§ **EXERCISE**
Pick out every line of the data that contains the string "microphone" and copy each one.
┌──
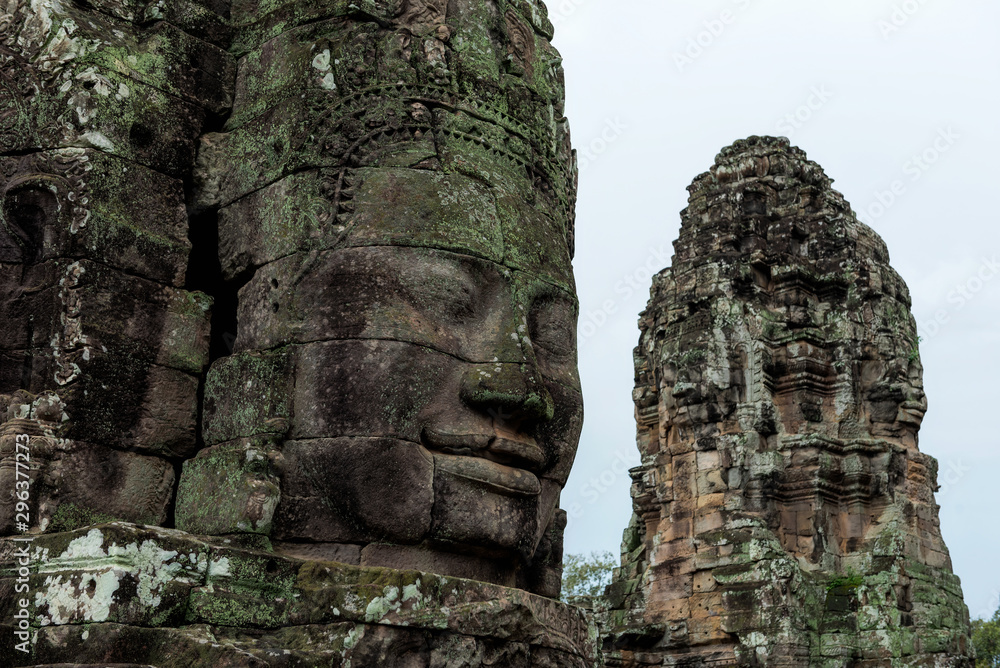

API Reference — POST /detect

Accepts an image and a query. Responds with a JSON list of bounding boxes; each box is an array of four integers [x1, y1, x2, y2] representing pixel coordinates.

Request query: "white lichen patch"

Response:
[[35, 529, 202, 625], [312, 49, 337, 90], [403, 578, 424, 605], [108, 540, 184, 608], [365, 585, 402, 622], [35, 569, 122, 626], [208, 557, 232, 578]]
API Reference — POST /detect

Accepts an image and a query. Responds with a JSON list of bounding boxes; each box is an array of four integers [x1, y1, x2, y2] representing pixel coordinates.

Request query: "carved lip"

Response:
[[422, 427, 545, 496], [433, 452, 542, 496]]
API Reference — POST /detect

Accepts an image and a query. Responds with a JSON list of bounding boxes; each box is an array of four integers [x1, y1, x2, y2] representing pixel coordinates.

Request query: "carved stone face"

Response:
[[262, 246, 582, 557], [198, 168, 583, 580]]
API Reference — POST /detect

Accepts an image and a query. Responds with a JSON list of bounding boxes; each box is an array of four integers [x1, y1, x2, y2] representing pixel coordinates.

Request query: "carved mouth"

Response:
[[423, 427, 545, 496]]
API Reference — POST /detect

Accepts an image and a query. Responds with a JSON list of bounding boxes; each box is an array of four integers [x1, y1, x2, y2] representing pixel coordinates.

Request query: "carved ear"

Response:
[[0, 174, 71, 264], [0, 185, 52, 264]]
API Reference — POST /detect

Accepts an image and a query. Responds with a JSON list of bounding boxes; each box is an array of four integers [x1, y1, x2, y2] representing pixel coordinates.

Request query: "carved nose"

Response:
[[461, 362, 555, 422]]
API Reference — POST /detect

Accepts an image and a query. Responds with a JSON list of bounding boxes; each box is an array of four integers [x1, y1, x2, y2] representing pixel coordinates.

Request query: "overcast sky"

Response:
[[548, 0, 1000, 617]]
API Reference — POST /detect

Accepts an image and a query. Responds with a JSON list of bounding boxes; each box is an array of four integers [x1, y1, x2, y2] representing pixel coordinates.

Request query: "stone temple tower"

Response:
[[605, 137, 971, 666]]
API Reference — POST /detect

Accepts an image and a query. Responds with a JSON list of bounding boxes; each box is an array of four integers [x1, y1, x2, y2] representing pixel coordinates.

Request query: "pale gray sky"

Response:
[[548, 0, 1000, 617]]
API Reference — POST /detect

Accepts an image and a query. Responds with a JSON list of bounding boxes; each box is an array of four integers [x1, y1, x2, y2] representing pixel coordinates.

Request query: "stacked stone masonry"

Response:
[[604, 137, 972, 668], [0, 0, 599, 666]]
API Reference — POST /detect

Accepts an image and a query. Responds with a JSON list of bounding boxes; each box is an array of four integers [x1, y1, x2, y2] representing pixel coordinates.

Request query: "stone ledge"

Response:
[[0, 522, 599, 668]]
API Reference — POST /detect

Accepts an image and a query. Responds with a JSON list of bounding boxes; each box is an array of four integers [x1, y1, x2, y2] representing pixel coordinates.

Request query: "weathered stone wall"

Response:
[[604, 137, 972, 667], [0, 0, 229, 534], [171, 0, 582, 596]]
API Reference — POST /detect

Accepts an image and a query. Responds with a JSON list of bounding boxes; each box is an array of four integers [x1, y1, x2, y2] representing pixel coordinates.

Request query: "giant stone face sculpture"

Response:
[[605, 137, 971, 666], [170, 1, 582, 595]]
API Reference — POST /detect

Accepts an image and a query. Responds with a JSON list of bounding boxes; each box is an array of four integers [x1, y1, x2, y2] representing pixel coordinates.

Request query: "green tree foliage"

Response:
[[972, 610, 1000, 668], [562, 552, 618, 601]]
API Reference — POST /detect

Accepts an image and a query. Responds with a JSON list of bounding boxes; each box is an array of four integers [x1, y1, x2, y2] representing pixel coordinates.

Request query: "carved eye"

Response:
[[528, 299, 576, 359]]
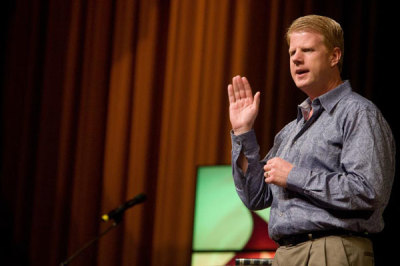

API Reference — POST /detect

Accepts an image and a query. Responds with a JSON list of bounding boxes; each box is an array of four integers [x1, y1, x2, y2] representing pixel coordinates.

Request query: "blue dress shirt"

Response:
[[231, 81, 395, 240]]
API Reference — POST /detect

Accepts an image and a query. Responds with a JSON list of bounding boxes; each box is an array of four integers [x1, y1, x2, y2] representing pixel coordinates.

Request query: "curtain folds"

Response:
[[1, 0, 393, 266]]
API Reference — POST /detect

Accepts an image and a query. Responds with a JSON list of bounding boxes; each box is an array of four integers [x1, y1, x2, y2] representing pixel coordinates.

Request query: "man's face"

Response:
[[289, 31, 332, 96]]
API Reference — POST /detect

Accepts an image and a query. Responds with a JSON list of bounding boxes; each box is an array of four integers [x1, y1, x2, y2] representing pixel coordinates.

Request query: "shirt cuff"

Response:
[[231, 129, 259, 155]]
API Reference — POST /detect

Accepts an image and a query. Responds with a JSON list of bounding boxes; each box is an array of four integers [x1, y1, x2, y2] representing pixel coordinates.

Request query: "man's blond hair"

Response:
[[286, 15, 344, 72]]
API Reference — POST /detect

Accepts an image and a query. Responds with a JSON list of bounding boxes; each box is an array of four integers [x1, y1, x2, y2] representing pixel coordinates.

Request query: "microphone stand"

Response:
[[60, 214, 122, 266]]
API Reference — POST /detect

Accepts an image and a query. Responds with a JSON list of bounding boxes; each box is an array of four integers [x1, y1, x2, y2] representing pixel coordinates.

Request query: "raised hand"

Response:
[[228, 76, 260, 135]]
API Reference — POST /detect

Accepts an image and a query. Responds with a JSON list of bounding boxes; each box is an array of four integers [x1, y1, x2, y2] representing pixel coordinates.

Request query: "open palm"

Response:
[[228, 76, 260, 135]]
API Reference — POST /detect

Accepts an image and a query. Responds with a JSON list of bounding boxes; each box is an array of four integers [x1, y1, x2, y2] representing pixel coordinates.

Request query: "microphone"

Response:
[[101, 193, 147, 222]]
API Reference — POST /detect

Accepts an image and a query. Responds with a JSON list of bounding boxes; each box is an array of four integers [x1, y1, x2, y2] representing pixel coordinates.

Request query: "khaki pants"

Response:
[[272, 236, 374, 266]]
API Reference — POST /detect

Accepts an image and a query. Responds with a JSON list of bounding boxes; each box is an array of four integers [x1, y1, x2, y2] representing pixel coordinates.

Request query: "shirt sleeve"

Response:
[[231, 130, 272, 210], [287, 110, 395, 211]]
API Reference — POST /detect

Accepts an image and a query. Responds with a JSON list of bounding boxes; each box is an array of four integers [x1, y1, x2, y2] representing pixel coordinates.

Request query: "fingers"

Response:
[[228, 84, 235, 103], [242, 77, 253, 98], [228, 75, 253, 103]]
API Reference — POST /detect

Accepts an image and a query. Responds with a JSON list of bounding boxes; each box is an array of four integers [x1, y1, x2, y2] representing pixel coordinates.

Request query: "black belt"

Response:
[[276, 229, 368, 246]]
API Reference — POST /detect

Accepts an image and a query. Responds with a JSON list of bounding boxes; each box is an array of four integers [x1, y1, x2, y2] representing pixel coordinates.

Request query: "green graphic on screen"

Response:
[[192, 165, 276, 266]]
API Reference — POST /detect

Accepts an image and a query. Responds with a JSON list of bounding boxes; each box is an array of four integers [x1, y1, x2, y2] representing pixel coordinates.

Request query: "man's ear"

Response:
[[331, 47, 342, 67]]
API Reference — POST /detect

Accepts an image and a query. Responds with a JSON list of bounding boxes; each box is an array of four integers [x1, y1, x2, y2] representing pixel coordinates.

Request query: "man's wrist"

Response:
[[232, 127, 252, 136]]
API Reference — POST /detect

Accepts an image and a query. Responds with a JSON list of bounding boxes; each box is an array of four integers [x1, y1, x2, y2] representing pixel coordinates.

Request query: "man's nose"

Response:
[[291, 51, 303, 65]]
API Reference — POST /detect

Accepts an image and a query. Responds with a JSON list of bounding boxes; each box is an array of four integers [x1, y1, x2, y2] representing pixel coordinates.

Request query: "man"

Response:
[[228, 15, 395, 266]]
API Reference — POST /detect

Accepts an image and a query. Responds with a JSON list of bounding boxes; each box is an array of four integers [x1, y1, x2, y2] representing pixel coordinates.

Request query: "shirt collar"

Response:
[[297, 80, 352, 121]]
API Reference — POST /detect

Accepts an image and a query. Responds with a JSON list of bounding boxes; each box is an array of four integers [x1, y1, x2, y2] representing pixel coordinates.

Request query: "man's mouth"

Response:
[[296, 69, 310, 76]]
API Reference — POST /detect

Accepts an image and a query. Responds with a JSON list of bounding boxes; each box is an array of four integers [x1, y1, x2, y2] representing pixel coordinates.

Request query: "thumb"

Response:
[[253, 91, 260, 111]]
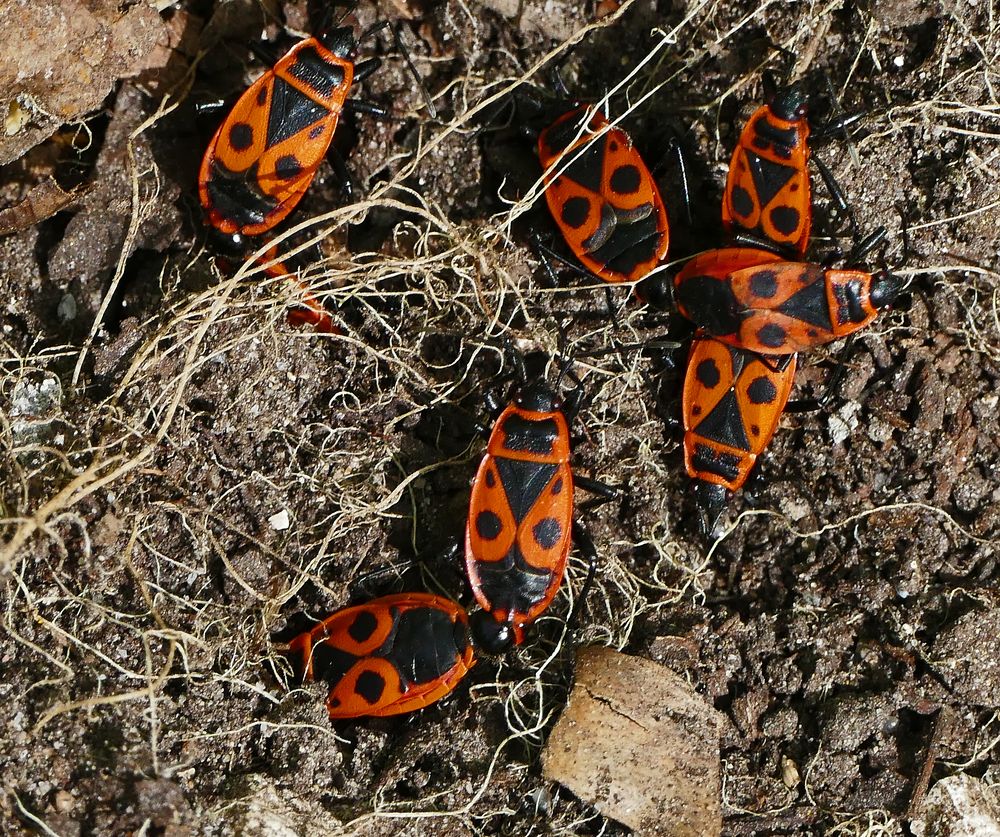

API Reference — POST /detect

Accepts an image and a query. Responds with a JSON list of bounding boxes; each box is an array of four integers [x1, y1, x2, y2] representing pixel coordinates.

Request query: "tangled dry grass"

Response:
└──
§ **WORKED ANSWER**
Request query: "microphone stand"
Request query: "microphone"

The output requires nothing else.